#### Task brief
Among the lines below, take the one holding "162L28 161L39 164L40", the one holding "192L596 202L580 215L579", and all lines between them. Set them down exactly.

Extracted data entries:
[Start of Attachment]

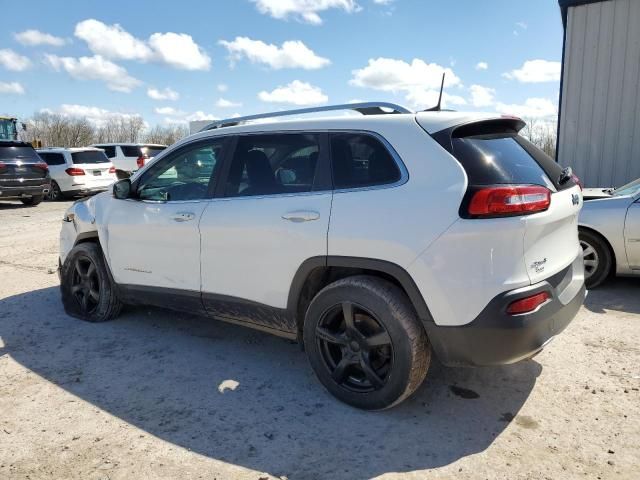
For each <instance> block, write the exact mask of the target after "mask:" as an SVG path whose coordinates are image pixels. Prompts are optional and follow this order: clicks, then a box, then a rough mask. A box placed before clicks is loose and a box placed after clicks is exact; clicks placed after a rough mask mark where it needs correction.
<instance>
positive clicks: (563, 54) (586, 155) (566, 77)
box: [557, 0, 640, 187]
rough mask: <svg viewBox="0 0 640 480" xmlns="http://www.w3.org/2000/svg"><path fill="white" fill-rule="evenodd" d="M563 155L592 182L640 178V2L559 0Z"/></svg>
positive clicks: (561, 119) (562, 150) (596, 183)
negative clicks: (561, 58)
mask: <svg viewBox="0 0 640 480" xmlns="http://www.w3.org/2000/svg"><path fill="white" fill-rule="evenodd" d="M559 4H560V9H561V12H562V21H563V24H564V27H565V34H564V47H563V54H562V57H563V58H562V78H561V82H560V112H559V119H558V121H559V125H558V149H557V160H558V162H559V163H560V164H561V165H563V166H571V167H572V168H573V170H574V172H575V173H576V174H577V175H578V176H579V177H580V178H581V179H582V180H583V182H584V183H585V185H586V186H588V187H596V186H603V187H610V186H620V185H622V184H624V183H627V182H629V181H631V180H634V179H636V178H638V177H640V0H559Z"/></svg>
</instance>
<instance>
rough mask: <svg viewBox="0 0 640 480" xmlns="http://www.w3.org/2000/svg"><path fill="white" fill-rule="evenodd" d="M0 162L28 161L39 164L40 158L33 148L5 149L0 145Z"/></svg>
mask: <svg viewBox="0 0 640 480" xmlns="http://www.w3.org/2000/svg"><path fill="white" fill-rule="evenodd" d="M0 160H28V161H33V162H39V161H40V157H39V156H38V154H37V153H36V151H35V150H34V149H33V148H32V147H5V146H3V145H0Z"/></svg>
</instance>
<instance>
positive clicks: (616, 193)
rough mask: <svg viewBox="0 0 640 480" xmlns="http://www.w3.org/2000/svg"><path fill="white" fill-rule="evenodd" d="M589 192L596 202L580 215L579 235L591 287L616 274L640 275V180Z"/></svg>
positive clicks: (634, 275) (585, 190)
mask: <svg viewBox="0 0 640 480" xmlns="http://www.w3.org/2000/svg"><path fill="white" fill-rule="evenodd" d="M585 192H586V194H587V195H589V198H592V199H591V200H589V201H585V203H584V208H583V209H582V212H581V213H580V221H579V234H580V245H581V246H582V254H583V257H584V268H585V281H586V284H587V287H588V288H594V287H597V286H598V285H600V284H601V283H602V282H604V281H605V280H606V279H607V278H608V277H609V276H610V275H612V274H615V275H624V276H638V275H640V178H639V179H637V180H635V181H633V182H631V183H628V184H626V185H623V186H622V187H619V188H609V189H604V188H599V189H586V190H585ZM594 192H595V195H594Z"/></svg>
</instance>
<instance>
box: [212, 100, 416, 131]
mask: <svg viewBox="0 0 640 480" xmlns="http://www.w3.org/2000/svg"><path fill="white" fill-rule="evenodd" d="M335 110H354V111H356V112H360V113H361V114H362V115H384V114H394V113H413V112H412V111H411V110H409V109H407V108H405V107H403V106H400V105H396V104H395V103H387V102H363V103H343V104H340V105H327V106H324V107H311V108H299V109H297V110H283V111H280V112H271V113H259V114H257V115H247V116H246V117H235V118H227V119H225V120H216V121H215V122H211V123H210V124H209V125H207V126H206V127H204V128H202V129H201V130H200V131H201V132H205V131H207V130H215V129H217V128H223V127H233V126H234V125H239V124H241V123H245V122H248V121H251V120H259V119H262V118H275V117H286V116H290V115H302V114H304V113H316V112H331V111H335Z"/></svg>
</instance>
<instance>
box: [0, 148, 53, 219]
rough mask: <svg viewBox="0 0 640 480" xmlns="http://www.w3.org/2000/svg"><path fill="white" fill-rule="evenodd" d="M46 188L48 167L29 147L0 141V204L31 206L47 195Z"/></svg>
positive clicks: (39, 201) (48, 175)
mask: <svg viewBox="0 0 640 480" xmlns="http://www.w3.org/2000/svg"><path fill="white" fill-rule="evenodd" d="M49 185H50V179H49V167H48V166H47V164H46V163H45V162H43V161H42V159H41V158H40V157H39V156H38V154H37V153H36V151H35V150H34V149H33V147H32V146H31V144H30V143H27V142H20V141H12V140H8V141H7V140H3V141H0V200H20V201H21V202H22V203H23V204H25V205H28V206H35V205H38V204H39V203H40V202H42V199H43V198H44V196H45V195H47V194H48V193H49Z"/></svg>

[End of Attachment]

#### Answer to the exercise
rough mask: <svg viewBox="0 0 640 480" xmlns="http://www.w3.org/2000/svg"><path fill="white" fill-rule="evenodd" d="M0 162L28 161L39 164L40 158L33 148L5 149L0 145Z"/></svg>
mask: <svg viewBox="0 0 640 480" xmlns="http://www.w3.org/2000/svg"><path fill="white" fill-rule="evenodd" d="M0 160H28V161H33V162H39V161H40V157H39V156H38V154H37V153H36V151H35V150H34V149H33V148H32V147H5V146H3V145H0Z"/></svg>
</instance>
<instance>
positive clicks: (616, 193)
rough mask: <svg viewBox="0 0 640 480" xmlns="http://www.w3.org/2000/svg"><path fill="white" fill-rule="evenodd" d="M589 192L596 202L580 215L579 235L591 287L616 274L640 275V180Z"/></svg>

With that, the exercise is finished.